* _Challenges_
[A] Answer these from the passage on the direction of time:
(i) In whose work does the long-cherished hope about the asymmetries have its origins?
(ii) What name is given to the simple postulate about the world's first macrocondition?
(iii) How many years ago was the macrocondition of the universe that is said to be puzzling as an explanation?
[B] Using the passage on the direction of time, explain in one to three sentences why the low entropy of the world 15 billion years ago can still constrain what the world does now.

1 The Direction of Time: From the Cosmos to Local Systems

Our everyday macroscopic experience of being in the world is saturated with asymmetries – thermodynamic asymmetries, and radiative asymmetries, and epistemic asymmetries, and phenomenological asymmetries, and asymmetries of overdetermination, and asymmetries of influence, and what have you – between the past and the future.

And there is a long-cherished hope – something that has its origins in the work of Boltzmann and which has been pursued by any number of other investigators, through any number of fits and starts, and revelations, and wrong turns, ever since – that all of those asymmetries can ultimately be traced back to some relatively simple characteristic of the initial macrocondition of the universe. The thought (as people put it nowadays) is that all we need to do in order to account for these asymmetries is to add to the fundamental time-reversal-symmetric dynamical laws, and to the standard statistical-mechanical probability-measure over the space of possible fundamental physical states, a simple postulate – a so-called Past Hypothesisto the effect that the world first came into being in whatever particular low-entropy macrocondition it is that the normal inferential procedures of cosmology are eventually going to present to us.

The business of working this thought out in detail is a large undertaking, which is still very much in its infancy, and which is still a topic of very lively debate – and I don’t want to attempt anything along the lines of an overview of that project here. All I want to talk about today is a widespread, and fundamental, and perennial sort of puzzlement about how it is that such a project could even seriously be entertained – a puzzlement (that is) about how it is that the macrocondition of the universe 15 billion years ago – all by itself – could even imaginably be up to the job of explaining so much about the feel, today and on earth, of the passing of time.

This puzzlement takes a number of different forms and arises in a number of different contexts. On the most trivial level, there is a question of how the lowness of the entropy of the world 15 billion years ago can impose any genuinely profound and vivid constraints whatever on what the world is doing now. And all that needs to be said in order to make that sort of puzzlement go away is that although 15 billion years is a long time, the entropy of the universe at that time was very, very low – and that (in particular) 15 billion years is a great deal shorter than the expected relaxation time of the state in which our universe seems to have started out.

Dataset rows showing where objects appear
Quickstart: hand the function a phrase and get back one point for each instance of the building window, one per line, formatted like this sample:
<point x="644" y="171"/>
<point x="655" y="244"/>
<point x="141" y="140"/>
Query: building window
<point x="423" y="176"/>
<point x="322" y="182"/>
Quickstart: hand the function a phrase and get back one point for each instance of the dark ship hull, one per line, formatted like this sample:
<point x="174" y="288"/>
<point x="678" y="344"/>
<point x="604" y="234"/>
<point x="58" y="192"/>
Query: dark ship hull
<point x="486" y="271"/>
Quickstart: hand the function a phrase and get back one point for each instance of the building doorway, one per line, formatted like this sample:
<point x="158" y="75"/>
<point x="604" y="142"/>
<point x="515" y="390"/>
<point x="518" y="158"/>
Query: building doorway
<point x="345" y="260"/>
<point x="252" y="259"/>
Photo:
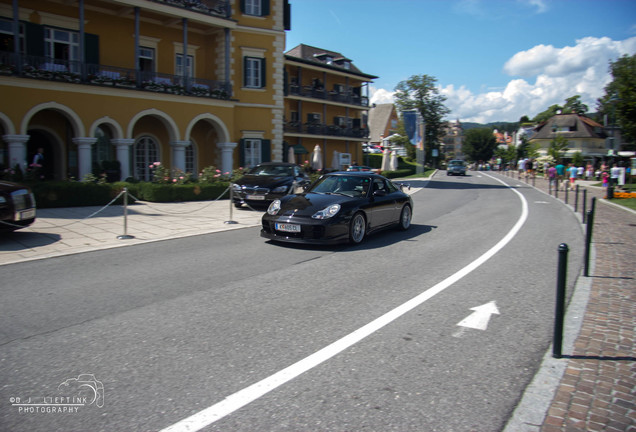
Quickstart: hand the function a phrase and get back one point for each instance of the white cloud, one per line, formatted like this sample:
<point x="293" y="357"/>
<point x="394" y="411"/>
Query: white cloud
<point x="380" y="96"/>
<point x="558" y="74"/>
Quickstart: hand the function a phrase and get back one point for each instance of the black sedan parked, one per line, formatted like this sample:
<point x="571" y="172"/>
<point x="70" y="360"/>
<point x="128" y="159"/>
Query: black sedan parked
<point x="339" y="207"/>
<point x="266" y="182"/>
<point x="17" y="206"/>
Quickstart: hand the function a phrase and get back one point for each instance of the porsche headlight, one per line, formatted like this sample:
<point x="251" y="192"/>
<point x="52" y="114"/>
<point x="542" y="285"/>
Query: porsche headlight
<point x="273" y="208"/>
<point x="328" y="212"/>
<point x="280" y="189"/>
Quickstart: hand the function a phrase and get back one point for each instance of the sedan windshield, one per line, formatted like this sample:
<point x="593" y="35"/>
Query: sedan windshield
<point x="274" y="170"/>
<point x="352" y="186"/>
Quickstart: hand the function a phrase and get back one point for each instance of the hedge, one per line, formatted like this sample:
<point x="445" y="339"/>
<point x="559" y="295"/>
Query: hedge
<point x="78" y="194"/>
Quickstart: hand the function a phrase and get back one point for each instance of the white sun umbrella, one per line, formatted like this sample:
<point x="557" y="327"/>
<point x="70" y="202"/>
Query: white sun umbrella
<point x="393" y="163"/>
<point x="291" y="156"/>
<point x="385" y="161"/>
<point x="316" y="159"/>
<point x="335" y="161"/>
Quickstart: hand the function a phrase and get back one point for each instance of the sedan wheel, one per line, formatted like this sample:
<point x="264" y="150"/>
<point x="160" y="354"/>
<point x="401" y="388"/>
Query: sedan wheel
<point x="357" y="229"/>
<point x="405" y="218"/>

* _The responses_
[A]
(i) Boltzmann
(ii) The Past Hypothesis
(iii) 15 billion years ago

[B] The entropy of the universe at that time was very, very low. Also, 15 billion years is much shorter than the expected relaxation time of the state in which the universe seems to have started out.